● INFORMATION GIVEN
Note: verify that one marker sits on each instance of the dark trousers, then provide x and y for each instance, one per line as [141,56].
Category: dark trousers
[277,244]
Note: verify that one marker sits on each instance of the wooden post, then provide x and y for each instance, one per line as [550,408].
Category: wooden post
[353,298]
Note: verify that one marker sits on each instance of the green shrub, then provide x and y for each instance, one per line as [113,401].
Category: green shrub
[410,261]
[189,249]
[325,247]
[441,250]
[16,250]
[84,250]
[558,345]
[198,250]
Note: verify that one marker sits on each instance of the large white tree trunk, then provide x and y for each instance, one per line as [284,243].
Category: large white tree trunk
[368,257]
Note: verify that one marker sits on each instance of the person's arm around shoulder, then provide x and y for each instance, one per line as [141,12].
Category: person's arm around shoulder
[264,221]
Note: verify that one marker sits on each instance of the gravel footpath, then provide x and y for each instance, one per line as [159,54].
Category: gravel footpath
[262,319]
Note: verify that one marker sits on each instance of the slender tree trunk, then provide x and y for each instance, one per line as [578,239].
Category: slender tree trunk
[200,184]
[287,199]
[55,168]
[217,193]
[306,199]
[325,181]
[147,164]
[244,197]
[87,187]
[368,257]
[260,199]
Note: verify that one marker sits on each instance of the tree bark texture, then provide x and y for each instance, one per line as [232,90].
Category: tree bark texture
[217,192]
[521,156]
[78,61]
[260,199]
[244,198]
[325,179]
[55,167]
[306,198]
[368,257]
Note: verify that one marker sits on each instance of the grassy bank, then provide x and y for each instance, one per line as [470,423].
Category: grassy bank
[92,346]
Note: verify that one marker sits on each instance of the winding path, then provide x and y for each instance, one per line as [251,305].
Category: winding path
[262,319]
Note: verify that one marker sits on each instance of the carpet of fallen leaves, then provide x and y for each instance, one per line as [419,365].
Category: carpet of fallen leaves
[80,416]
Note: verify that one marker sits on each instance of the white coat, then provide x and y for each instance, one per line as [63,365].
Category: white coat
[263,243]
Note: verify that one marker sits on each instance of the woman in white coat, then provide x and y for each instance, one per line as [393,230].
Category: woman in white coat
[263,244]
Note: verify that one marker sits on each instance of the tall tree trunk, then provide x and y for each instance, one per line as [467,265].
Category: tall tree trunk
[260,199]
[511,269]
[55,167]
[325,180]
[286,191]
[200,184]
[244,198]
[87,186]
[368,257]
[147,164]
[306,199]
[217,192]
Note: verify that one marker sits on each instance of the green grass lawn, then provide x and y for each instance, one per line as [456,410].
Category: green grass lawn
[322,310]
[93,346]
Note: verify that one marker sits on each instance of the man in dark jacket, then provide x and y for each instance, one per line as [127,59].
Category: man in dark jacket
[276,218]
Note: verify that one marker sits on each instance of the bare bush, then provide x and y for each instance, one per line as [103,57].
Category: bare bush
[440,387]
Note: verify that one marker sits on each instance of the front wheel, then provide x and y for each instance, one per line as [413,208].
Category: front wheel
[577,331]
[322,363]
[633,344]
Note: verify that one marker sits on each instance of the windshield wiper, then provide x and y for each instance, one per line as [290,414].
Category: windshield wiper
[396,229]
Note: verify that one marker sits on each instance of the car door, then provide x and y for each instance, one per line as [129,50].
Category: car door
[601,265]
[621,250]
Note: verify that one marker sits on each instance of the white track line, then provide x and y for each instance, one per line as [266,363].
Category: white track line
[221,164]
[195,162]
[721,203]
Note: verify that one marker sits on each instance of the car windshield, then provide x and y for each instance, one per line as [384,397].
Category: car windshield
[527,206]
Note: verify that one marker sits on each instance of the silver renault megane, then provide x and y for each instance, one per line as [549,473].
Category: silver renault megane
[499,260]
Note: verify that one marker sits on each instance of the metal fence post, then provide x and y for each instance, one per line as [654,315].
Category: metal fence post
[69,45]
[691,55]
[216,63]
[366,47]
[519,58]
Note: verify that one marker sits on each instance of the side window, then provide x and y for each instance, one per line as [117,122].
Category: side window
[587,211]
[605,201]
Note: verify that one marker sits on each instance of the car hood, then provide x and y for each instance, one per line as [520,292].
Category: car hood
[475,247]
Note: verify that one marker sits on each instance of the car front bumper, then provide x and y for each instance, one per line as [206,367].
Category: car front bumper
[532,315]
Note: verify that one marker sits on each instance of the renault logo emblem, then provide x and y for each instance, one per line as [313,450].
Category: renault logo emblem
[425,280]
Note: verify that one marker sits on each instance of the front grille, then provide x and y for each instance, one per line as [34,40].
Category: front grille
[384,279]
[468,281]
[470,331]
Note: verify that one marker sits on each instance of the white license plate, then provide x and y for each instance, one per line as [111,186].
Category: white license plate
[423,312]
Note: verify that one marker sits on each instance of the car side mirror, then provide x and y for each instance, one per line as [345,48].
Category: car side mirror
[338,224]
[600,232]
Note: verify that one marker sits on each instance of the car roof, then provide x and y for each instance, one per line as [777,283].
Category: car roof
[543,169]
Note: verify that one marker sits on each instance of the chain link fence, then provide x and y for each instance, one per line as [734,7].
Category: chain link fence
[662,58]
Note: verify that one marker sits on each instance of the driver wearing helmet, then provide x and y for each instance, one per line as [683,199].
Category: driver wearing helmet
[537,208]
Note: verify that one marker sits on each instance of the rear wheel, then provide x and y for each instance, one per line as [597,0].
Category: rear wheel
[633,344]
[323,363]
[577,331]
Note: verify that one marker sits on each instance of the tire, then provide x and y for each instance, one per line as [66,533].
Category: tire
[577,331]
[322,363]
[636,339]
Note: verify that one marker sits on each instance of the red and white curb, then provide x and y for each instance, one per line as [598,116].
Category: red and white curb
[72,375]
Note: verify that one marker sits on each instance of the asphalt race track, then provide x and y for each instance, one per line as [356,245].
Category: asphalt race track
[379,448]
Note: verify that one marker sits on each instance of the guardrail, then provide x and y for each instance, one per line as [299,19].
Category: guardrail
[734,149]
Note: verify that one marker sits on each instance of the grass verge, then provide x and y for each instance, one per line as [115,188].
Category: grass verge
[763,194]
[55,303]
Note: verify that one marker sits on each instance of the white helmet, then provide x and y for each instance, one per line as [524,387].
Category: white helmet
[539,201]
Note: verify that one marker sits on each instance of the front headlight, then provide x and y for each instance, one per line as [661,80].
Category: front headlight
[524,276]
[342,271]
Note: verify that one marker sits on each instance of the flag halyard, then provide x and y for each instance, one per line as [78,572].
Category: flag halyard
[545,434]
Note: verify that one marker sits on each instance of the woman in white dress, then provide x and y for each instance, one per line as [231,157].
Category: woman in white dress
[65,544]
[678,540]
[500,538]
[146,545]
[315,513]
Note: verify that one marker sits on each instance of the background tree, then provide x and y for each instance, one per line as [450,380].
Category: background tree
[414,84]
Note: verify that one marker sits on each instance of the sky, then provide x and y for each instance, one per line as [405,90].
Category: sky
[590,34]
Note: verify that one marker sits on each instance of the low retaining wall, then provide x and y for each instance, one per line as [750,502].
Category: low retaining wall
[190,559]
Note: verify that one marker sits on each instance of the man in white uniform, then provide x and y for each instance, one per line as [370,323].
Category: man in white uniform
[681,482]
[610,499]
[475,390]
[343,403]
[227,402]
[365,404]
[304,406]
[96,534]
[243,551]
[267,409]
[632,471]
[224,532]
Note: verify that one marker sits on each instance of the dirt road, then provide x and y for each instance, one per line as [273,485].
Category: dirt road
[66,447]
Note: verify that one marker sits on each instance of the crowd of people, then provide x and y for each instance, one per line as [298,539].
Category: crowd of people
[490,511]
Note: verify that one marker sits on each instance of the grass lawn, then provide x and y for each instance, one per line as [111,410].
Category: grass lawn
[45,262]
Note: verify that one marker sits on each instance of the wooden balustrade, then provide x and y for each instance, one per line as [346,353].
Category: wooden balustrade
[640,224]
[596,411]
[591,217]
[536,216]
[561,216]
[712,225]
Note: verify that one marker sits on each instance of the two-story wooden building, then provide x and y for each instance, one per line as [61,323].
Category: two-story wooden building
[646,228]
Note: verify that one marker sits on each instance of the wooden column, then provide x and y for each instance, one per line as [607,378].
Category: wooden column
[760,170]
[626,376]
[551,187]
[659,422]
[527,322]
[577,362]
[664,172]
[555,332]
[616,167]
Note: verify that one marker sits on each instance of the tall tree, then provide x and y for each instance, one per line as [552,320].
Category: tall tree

● PROBLEM TO WORK ON
Going back to the entries above, set down exactly the lines that begin at the one with "line as [777,283]." and end at the one with "line as [734,7].", both included, and nothing else.

● ANSWER FOR THIS EXERCISE
Note: verify that one marker sits on each instance of the car roof, then provide x and y for each instance, one per line as [777,283].
Category: car roof
[543,169]
Note: verify that one marker sits on each instance of the chain link fence, then provide x and y for each instance, one per line as [734,7].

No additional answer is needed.